- [Given text]
Wednesday, December 3, 2003 (Class 2)
- First Amendment is function of 20th Century; most jurisprudence is about 85 years old.
- Lochner era: court is striking down economic legislation but upholding legislation affecting speech, e.g., 1907 Patterson v. Colorado Justice Holmes, newspaper editor's conviction upheld.
- Various formulations
- Should you be able to punish people for speech intended to encourage violation of the law?
- Intent and Likelihood
- Likely to cause others to break law and speaker should know bad result will follow
- Initial cases: two World War I acts
- Espionage Act of 1917
- Issue false reports with intent to interfere with military success
- Willfully interfere with military
- Willfully obstruct recruting for military
- Sedition Act of 1918
- Made illegal disloyal statements, statements to discourage production of war materials
Masses Publishing Co. v. Patten
[244 Fed. 535] (1971 Southern District of New York)
- Plaintiff is publishing company, defendant is postmaster general. Postmaster General refuses to distribute Masses publication.
- Plaintiff seeks injunction requiring post office to mail materials.
- Postmaster refused to carry on basis of four cartoons and one poem. Poem glorifies Emma Goldman.
- Hand issues injunction.
- Hand reads statute to permit distribution, says statute limits speech that directly advocates violation of law.
- Bright line test, easy to apply.
- No concern with likelihood of harm, however. Also, anyone intelligent can avoid liability under test.
Schenk v. United States
[249 U.S. 47] 1919 United States Supreme Court (cb15)
- Schenk is convicted of writing pamphlet urging resistance to draft: do not submit to intimidation, conscription violates Thirteenth Amendment, conscript is little better than convict. First side of pamphlet had first section of Thirteenth Amendment.

- [Work to do]
- A) In the First Amendment class notes, what was the Postmaster General's refusal to carry the Masses publication based on?
- B) From the First Amendment class notes, write out the stretch from "- Hand reads" through "liability under test.".

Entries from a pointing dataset
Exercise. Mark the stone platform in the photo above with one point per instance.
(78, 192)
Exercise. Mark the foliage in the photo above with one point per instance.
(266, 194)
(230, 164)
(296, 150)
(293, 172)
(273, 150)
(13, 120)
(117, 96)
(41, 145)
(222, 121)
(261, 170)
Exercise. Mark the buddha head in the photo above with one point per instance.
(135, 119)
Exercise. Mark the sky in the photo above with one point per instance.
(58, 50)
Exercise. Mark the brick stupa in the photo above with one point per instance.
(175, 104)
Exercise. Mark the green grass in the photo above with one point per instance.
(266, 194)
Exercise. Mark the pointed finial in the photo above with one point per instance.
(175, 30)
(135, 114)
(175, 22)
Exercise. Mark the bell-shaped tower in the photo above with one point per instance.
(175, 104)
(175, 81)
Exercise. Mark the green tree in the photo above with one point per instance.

==

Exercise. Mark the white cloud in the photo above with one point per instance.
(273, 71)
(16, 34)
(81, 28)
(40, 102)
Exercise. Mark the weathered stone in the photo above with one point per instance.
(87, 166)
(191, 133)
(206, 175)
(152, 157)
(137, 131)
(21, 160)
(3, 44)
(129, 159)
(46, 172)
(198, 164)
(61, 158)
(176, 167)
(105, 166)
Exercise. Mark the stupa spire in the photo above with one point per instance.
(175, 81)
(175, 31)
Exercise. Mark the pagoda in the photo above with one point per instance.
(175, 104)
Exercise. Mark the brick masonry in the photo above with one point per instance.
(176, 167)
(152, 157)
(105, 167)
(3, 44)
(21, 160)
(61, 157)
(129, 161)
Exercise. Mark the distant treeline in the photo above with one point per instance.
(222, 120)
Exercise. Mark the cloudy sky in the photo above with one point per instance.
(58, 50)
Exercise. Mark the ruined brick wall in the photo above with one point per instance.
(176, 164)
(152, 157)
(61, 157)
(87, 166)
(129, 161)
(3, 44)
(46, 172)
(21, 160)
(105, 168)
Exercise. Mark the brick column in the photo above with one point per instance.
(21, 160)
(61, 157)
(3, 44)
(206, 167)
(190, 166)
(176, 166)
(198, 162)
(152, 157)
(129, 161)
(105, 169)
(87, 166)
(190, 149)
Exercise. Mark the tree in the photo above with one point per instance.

---

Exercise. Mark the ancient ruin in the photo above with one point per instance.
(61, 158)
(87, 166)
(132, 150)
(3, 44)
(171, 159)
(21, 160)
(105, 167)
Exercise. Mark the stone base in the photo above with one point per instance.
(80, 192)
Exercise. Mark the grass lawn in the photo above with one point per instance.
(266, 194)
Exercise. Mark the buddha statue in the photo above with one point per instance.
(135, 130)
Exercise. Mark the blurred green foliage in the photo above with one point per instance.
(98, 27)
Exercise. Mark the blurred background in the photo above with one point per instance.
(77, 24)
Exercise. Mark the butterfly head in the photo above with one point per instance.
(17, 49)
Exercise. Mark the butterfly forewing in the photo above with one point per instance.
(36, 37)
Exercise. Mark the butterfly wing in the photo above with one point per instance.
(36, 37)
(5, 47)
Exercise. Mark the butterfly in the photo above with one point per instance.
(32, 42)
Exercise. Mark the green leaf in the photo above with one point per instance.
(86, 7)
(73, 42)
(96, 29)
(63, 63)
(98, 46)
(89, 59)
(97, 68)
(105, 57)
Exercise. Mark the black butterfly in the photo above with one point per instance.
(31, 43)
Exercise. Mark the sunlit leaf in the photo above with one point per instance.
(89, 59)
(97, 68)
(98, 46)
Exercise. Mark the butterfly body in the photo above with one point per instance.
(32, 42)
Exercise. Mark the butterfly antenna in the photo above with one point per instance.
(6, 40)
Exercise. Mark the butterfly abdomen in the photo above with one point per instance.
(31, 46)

- [Worked answers]
- A) Four cartoons and one poem.

- B)
- Hand reads statute to permit distribution, says statute limits speech that directly advocates violation of law.
- Bright line test, easy to apply.
- No concern with likelihood of harm, however. Also, anyone intelligent can avoid liability under test.